**Desafio A**:
Responda com base no texto sobre o caderno diário:
(i) Para que alguns possuem o caderno diário?
(ii) Como são chamados os que usam o caderno diário para redesenhar a história?
(iii) O que o texto diz que ainda está para saber?

**Trecho fornecido**:
Ou o caderno diário como representação do passado. Sem medo dele. O caderno que fala pelas falas que se perdem na bruma que condensa o tempo pretérito. Alguns, possuem o caderno diário para reinterpretar os acontecimentos que tiveram lugar, para reescreverem as palavras que foram ditas. Não honram o caderno diário. São farsantes que usam o caderno diário para redesenharem a história que julgam não ser digna deles, cinzelando-a a seu proveito. Desconhecem que eles é que desonram a história, quando mentem com todos os dentes e vertem por escrito a mitomania sem remédio. Está para saber se há biografias que recusam o leve odor a hagiografia e retratam alguém por defeito.

Entradas de um conjunto de anotações por pontos
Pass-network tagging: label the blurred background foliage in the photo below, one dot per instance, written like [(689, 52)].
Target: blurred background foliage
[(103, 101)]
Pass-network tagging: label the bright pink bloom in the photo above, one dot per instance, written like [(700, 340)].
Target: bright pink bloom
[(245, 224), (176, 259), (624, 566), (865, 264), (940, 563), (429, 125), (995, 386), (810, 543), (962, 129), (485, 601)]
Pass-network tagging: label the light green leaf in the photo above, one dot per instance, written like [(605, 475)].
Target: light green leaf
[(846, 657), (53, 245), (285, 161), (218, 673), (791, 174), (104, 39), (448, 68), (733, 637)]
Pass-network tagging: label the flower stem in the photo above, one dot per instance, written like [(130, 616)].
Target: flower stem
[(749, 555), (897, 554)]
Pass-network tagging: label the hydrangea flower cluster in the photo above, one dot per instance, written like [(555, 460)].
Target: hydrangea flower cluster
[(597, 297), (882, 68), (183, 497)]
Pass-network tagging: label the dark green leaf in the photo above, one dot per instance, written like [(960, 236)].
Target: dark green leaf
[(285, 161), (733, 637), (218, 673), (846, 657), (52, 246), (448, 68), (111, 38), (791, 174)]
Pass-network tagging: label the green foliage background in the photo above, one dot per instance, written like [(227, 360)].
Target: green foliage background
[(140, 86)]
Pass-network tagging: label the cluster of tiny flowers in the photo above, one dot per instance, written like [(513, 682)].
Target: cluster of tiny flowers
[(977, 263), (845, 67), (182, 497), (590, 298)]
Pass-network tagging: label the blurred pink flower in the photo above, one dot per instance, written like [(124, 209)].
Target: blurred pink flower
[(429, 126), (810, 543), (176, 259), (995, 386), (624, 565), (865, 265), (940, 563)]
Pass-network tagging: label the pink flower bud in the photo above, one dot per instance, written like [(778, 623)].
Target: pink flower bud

**Desafio B**:
Troque "Target" por "Object" no trecho dos registros que vai do início até a linha que contém "265), (940, 563)]", com as duas pontas incluídas. Reescreva apenas essas linhas, sem nenhuma outra alteração.

**Resultado final A**:
(i) Para reinterpretar os acontecimentos que tiveram lugar e reescrever as palavras que foram ditas.
(ii) Farsantes.
(iii) Se há biografias que recusam o leve odor a hagiografia e retratam alguém por defeito.

**Resultado final B**:
Pass-network tagging: label the blurred background foliage in the photo below, one dot per instance, written like [(689, 52)].
Object: blurred background foliage
[(103, 101)]
Pass-network tagging: label the bright pink bloom in the photo above, one dot per instance, written like [(700, 340)].
Object: bright pink bloom
[(245, 224), (176, 259), (624, 566), (865, 264), (940, 563), (429, 125), (995, 386), (810, 543), (962, 129), (485, 601)]
Pass-network tagging: label the light green leaf in the photo above, one dot per instance, written like [(605, 475)].
Object: light green leaf
[(846, 657), (53, 245), (285, 161), (218, 673), (791, 174), (104, 39), (448, 68), (733, 637)]
Pass-network tagging: label the flower stem in the photo above, one dot per instance, written like [(130, 616)].
Object: flower stem
[(749, 555), (897, 554)]
Pass-network tagging: label the hydrangea flower cluster in the photo above, one dot per instance, written like [(555, 460)].
Object: hydrangea flower cluster
[(597, 297), (882, 68), (183, 497)]
Pass-network tagging: label the dark green leaf in the photo above, one dot per instance, written like [(960, 236)].
Object: dark green leaf
[(285, 161), (733, 637), (218, 673), (846, 657), (52, 246), (448, 68), (111, 38), (791, 174)]
Pass-network tagging: label the green foliage background in the photo above, one dot per instance, written like [(227, 360)].
Object: green foliage background
[(140, 86)]
Pass-network tagging: label the cluster of tiny flowers in the photo above, one dot per instance, written like [(513, 682)].
Object: cluster of tiny flowers
[(977, 263), (845, 67), (182, 497), (590, 298)]
Pass-network tagging: label the blurred pink flower in the photo above, one dot per instance, written like [(124, 209)].
Object: blurred pink flower
[(429, 126), (810, 543), (176, 259), (995, 386), (624, 565), (865, 265), (940, 563)]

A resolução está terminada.